Show each line in the records below that contains the string "reflection", copying the lines unchanged.

(Recorded data)
+++

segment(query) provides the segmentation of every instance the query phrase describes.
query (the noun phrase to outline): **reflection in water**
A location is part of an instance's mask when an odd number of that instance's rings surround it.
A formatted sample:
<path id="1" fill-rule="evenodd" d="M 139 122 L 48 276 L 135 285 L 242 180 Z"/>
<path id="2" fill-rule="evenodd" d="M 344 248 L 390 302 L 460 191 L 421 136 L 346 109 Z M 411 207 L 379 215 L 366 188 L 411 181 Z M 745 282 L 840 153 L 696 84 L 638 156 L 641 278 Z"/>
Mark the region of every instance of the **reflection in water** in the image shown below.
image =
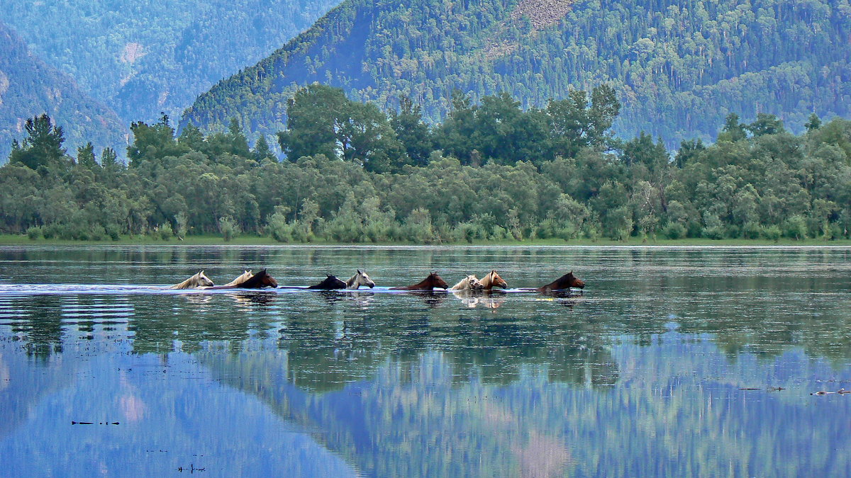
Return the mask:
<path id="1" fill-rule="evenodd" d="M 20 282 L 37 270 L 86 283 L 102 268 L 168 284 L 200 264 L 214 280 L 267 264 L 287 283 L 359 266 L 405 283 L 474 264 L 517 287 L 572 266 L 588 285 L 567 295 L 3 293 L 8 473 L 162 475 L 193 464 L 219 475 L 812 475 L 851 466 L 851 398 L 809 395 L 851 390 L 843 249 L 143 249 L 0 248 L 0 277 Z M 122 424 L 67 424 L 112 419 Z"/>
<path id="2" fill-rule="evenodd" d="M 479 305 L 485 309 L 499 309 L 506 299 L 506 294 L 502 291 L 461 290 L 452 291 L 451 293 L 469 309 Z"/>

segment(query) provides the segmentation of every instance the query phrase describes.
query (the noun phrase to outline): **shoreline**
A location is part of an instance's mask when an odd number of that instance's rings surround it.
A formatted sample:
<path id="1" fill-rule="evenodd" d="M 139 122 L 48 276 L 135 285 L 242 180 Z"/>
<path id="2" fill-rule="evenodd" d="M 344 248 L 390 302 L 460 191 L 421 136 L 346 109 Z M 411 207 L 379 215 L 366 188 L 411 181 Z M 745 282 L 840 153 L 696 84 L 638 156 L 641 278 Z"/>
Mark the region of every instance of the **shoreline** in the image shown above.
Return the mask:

+++

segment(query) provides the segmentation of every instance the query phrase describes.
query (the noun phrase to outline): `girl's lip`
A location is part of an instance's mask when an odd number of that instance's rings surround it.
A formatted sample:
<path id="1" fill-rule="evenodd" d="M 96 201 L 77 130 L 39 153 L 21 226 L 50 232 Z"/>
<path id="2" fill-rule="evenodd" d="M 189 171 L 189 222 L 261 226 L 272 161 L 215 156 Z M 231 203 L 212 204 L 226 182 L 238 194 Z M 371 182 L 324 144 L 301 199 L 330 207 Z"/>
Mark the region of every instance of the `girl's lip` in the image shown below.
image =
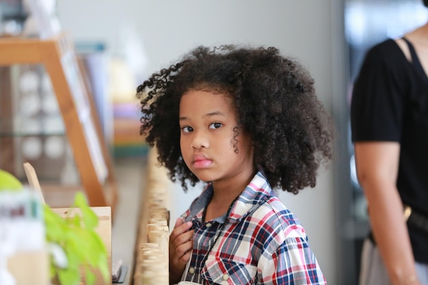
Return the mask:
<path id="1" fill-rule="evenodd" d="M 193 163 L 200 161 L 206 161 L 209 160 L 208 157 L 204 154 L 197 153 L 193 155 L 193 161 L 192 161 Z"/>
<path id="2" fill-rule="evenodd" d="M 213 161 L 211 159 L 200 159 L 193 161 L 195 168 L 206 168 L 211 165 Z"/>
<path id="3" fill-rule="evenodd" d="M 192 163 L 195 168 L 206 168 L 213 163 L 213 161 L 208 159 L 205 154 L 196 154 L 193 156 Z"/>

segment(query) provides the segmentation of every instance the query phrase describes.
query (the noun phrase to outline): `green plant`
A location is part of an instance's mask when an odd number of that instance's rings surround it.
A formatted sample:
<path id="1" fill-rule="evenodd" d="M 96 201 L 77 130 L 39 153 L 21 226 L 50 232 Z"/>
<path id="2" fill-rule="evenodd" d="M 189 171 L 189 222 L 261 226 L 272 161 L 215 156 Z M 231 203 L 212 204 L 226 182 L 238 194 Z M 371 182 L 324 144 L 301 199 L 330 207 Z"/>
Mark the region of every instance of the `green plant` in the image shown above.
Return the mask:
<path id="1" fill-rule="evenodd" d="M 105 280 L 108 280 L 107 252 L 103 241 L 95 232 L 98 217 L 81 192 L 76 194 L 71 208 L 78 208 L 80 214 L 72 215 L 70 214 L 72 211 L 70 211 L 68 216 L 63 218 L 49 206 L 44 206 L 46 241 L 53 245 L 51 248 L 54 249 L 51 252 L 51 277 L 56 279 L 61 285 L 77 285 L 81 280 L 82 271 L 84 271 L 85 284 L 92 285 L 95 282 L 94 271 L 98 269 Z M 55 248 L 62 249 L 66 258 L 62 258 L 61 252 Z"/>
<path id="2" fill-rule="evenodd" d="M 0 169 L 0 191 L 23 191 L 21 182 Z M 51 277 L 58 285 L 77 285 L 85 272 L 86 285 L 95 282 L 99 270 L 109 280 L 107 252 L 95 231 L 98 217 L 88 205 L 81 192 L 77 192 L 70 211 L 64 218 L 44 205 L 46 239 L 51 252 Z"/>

+++

Exercise solution
query (the noun phrase to outline): **reflection in water**
Mark the region of every instance of the **reflection in water** in the image shown below.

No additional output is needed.